Add 149 to every x and y point coordinate in the answers, and write out only the lines of the entries below from the line containing "Target = wooden shutter" through the end of the entries, inclusive. Keep the request lines as they are.

Input for this task.
## Begin

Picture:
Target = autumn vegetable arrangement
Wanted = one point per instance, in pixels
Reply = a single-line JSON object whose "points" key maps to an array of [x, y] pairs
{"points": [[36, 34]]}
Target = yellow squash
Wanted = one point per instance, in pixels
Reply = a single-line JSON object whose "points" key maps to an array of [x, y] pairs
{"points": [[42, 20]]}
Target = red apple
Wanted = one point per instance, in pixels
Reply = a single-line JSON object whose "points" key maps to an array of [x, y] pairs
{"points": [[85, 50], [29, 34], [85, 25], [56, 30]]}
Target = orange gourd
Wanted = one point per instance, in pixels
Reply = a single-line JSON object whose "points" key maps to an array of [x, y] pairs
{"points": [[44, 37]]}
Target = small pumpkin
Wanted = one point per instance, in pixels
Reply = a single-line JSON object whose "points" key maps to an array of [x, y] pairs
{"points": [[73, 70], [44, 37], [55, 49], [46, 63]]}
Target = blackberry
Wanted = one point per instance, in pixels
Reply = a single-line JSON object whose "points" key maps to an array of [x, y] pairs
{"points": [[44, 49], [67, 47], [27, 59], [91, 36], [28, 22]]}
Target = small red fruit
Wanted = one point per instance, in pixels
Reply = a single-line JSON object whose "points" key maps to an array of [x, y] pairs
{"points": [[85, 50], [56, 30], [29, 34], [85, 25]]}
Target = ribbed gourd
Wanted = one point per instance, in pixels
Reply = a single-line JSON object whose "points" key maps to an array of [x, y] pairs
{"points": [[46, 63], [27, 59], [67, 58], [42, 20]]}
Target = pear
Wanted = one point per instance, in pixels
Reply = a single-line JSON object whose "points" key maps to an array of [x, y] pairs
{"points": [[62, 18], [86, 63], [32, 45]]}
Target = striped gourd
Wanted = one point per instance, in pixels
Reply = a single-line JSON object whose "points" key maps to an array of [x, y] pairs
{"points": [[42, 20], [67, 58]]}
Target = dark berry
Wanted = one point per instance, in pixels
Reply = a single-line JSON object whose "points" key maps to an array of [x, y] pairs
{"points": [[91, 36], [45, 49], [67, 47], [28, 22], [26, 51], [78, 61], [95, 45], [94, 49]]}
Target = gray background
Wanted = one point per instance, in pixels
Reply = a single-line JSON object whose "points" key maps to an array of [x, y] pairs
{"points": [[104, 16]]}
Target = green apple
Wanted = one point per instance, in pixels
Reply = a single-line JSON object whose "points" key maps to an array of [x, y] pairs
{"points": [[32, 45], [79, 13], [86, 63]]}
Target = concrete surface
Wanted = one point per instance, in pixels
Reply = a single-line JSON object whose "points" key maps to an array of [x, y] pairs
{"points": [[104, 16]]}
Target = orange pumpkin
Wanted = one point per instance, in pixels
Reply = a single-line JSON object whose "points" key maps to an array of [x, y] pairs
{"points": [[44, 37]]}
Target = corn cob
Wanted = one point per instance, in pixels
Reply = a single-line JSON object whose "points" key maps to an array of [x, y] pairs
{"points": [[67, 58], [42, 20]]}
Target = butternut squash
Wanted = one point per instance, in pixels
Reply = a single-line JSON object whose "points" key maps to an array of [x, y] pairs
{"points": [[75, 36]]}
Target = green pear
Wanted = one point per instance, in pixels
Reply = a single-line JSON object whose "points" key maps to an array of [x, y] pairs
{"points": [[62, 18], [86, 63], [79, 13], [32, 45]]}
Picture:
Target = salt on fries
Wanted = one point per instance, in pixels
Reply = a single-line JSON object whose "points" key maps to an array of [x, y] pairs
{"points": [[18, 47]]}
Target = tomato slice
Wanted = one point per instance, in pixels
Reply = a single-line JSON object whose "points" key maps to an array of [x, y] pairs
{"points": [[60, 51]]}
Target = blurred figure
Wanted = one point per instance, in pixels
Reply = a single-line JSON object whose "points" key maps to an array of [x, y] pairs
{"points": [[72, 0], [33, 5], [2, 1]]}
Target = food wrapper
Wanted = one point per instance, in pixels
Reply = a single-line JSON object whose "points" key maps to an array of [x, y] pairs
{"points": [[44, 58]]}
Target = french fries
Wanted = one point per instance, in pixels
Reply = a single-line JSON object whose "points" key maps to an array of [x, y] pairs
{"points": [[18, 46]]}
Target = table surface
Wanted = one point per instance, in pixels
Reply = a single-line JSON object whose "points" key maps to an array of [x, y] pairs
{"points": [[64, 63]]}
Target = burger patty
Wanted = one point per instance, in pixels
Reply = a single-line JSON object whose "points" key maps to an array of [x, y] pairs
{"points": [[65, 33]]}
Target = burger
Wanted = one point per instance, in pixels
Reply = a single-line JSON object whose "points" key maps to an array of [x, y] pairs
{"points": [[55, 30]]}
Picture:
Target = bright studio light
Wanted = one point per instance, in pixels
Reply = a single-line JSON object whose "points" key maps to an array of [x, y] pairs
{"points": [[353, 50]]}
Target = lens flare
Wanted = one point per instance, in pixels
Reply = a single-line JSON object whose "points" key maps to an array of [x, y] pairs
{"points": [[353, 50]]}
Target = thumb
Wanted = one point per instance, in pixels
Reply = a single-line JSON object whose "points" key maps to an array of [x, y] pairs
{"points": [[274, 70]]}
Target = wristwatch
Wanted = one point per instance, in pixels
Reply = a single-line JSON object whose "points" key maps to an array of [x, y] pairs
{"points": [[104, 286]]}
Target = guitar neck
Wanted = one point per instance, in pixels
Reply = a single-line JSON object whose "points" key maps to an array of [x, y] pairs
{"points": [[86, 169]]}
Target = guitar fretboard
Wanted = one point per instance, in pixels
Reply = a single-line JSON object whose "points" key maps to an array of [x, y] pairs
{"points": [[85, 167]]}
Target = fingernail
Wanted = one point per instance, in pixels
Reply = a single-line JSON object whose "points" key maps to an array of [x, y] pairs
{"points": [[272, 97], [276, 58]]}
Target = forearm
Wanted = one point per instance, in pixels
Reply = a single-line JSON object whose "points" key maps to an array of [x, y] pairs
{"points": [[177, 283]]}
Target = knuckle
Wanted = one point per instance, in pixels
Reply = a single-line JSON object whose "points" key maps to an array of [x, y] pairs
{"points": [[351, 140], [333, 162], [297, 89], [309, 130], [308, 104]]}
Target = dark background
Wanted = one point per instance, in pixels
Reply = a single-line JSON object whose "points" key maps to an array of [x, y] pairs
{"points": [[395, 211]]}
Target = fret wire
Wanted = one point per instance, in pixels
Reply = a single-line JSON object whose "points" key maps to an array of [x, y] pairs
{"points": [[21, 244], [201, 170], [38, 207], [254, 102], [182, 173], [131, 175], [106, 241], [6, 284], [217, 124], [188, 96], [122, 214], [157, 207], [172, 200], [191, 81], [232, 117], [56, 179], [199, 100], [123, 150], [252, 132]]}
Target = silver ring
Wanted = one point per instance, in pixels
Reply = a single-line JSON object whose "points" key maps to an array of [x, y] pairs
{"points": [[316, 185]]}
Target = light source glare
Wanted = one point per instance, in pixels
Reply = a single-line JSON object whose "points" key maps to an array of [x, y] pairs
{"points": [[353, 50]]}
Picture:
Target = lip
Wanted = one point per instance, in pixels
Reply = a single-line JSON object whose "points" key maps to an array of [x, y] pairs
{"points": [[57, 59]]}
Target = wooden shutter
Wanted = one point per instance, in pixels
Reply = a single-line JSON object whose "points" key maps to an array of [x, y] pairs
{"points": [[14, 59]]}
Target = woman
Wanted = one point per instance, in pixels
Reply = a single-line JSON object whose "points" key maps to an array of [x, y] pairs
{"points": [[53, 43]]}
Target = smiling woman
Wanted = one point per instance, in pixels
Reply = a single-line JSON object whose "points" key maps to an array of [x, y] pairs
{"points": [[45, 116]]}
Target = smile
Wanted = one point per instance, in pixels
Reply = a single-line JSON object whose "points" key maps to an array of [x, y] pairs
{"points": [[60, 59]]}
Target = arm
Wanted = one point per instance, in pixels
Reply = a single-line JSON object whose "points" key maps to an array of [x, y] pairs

## End

Solution to this problem.
Target = wooden shutter
Wanted = one point per instance, in pixels
Reply = a single-line JSON object whose "points" key maps to an array of [x, y] pairs
{"points": [[163, 208]]}
Target = woman
Wanted = one point per instance, in pixels
Reply = a single-line JSON object whose "points" key maps to an array of [x, y] pairs
{"points": [[202, 192]]}
Target = smiling woman
Wanted = one point per instance, in pixels
Reply = a single-line JSON object whose "points" key maps to an array of [x, y] pairs
{"points": [[194, 265]]}
Target = smile
Wanted = one point per instance, in pixels
Reply = a single-line JSON object whose "points" key maps to an array of [x, y] pairs
{"points": [[209, 208]]}
Target = arm
Wanted = one point per instance, in pixels
Reply = a single-line JSON object whose "points" key maps to an array of [x, y] pairs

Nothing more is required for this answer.